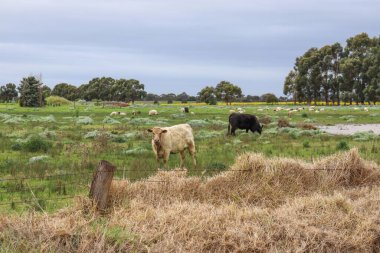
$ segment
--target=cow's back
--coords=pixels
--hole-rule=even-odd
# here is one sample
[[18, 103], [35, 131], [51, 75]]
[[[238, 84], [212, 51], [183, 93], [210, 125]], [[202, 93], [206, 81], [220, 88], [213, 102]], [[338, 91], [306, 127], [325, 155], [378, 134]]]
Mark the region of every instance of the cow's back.
[[163, 129], [167, 130], [162, 143], [165, 149], [178, 152], [188, 148], [189, 143], [194, 143], [193, 131], [189, 124], [179, 124]]

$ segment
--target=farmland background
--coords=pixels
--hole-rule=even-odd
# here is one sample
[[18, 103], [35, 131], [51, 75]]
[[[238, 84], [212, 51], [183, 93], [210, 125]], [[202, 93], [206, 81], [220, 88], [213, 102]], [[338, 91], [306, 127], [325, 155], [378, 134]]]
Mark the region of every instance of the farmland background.
[[[194, 176], [208, 177], [227, 170], [235, 157], [245, 152], [313, 161], [357, 147], [365, 159], [380, 162], [379, 138], [375, 134], [333, 136], [309, 127], [380, 123], [380, 109], [376, 106], [368, 112], [360, 106], [342, 106], [324, 107], [324, 111], [315, 113], [305, 105], [281, 104], [286, 108], [305, 108], [292, 117], [286, 110], [274, 111], [279, 105], [263, 103], [186, 104], [192, 113], [182, 113], [182, 106], [179, 102], [136, 103], [126, 108], [101, 103], [43, 108], [1, 104], [0, 210], [54, 211], [69, 205], [71, 196], [87, 194], [92, 173], [101, 159], [117, 166], [116, 178], [148, 178], [161, 167], [146, 131], [153, 126], [189, 123], [193, 127], [198, 164], [193, 168], [187, 157], [185, 166], [188, 174]], [[265, 124], [262, 135], [239, 130], [237, 137], [227, 136], [228, 115], [237, 107], [260, 118]], [[159, 115], [148, 116], [151, 109], [158, 110]], [[112, 111], [125, 112], [126, 116], [109, 117]], [[289, 125], [279, 127], [279, 121]], [[169, 170], [178, 165], [178, 155], [171, 155]]]

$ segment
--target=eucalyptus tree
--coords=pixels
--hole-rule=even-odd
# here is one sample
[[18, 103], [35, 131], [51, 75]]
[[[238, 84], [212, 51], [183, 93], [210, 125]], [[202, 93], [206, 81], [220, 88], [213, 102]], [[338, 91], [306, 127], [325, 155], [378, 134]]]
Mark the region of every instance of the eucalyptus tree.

▶ **TASK PROMPT**
Once the pictures are set aside, retype the rest of the listing exactly.

▶ **SOLUTION TO THIS TASK**
$ segment
--target=cow's back
--coords=pixels
--hole-rule=even-odd
# here is one sample
[[18, 103], [35, 131], [51, 75]]
[[[238, 84], [212, 51], [183, 93], [210, 125]], [[202, 93], [206, 81], [220, 88], [213, 102]], [[338, 91], [306, 127], [325, 155], [378, 134]]]
Mark the region of every instance of the cow's back.
[[163, 129], [167, 130], [162, 143], [165, 149], [178, 152], [188, 148], [189, 143], [194, 143], [193, 131], [189, 124], [179, 124]]

$ segment
--target=farmland background
--coords=pixels
--hole-rule=even-odd
# here is one sample
[[18, 103], [35, 131], [51, 75]]
[[[238, 84], [212, 51], [183, 93], [210, 125]], [[202, 93], [206, 81], [220, 88], [213, 102]], [[338, 91], [306, 127], [325, 155], [378, 134]]]
Mark the region of every instance of the farmland background.
[[[194, 176], [208, 177], [227, 170], [235, 157], [245, 152], [313, 161], [357, 147], [365, 159], [380, 162], [379, 138], [375, 134], [333, 136], [309, 127], [380, 123], [380, 109], [376, 106], [368, 112], [360, 106], [342, 106], [324, 107], [324, 111], [315, 113], [305, 105], [281, 104], [286, 108], [305, 108], [292, 117], [286, 110], [274, 111], [279, 105], [263, 103], [186, 104], [192, 113], [182, 113], [182, 106], [179, 102], [136, 103], [126, 108], [101, 103], [43, 108], [1, 104], [0, 210], [54, 211], [69, 205], [71, 196], [87, 194], [92, 173], [101, 159], [117, 166], [116, 178], [148, 178], [161, 167], [146, 131], [153, 126], [189, 123], [193, 127], [198, 164], [193, 168], [187, 157], [185, 166], [188, 174]], [[265, 124], [262, 135], [239, 130], [237, 137], [227, 136], [228, 115], [237, 107], [260, 118]], [[159, 115], [148, 116], [151, 109], [158, 110]], [[112, 111], [125, 112], [126, 116], [109, 117]], [[289, 125], [279, 127], [279, 121]], [[169, 170], [178, 165], [178, 155], [171, 155]]]

$ segment
--target=eucalyptus tree
--coords=pixels
--hole-rule=even-odd
# here is one sample
[[18, 103], [35, 131], [51, 75]]
[[[238, 84], [212, 51], [183, 93], [210, 125]], [[202, 93], [206, 81], [220, 88], [213, 102]], [[338, 91], [306, 127], [325, 155], [378, 134]]]
Mark the region of every instance of the eucalyptus tree.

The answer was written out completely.